Pointing data excerpts:
+++

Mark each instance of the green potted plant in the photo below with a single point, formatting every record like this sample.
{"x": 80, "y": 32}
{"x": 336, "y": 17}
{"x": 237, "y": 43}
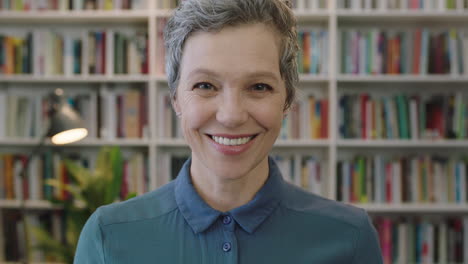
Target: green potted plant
{"x": 88, "y": 191}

+++

- [EXERCISE AIM] Reproduce every line of the material above, including the requests, but omit the pictures. Shift each x and y coordinate in the answers by -144, and leave the requests and their format samples as they are.

- [COMPLETED TASK]
Mark each instance of the green potted plant in the photo below with a single point, formatting every record like this sample.
{"x": 80, "y": 32}
{"x": 336, "y": 17}
{"x": 237, "y": 43}
Target: green potted plant
{"x": -56, "y": 47}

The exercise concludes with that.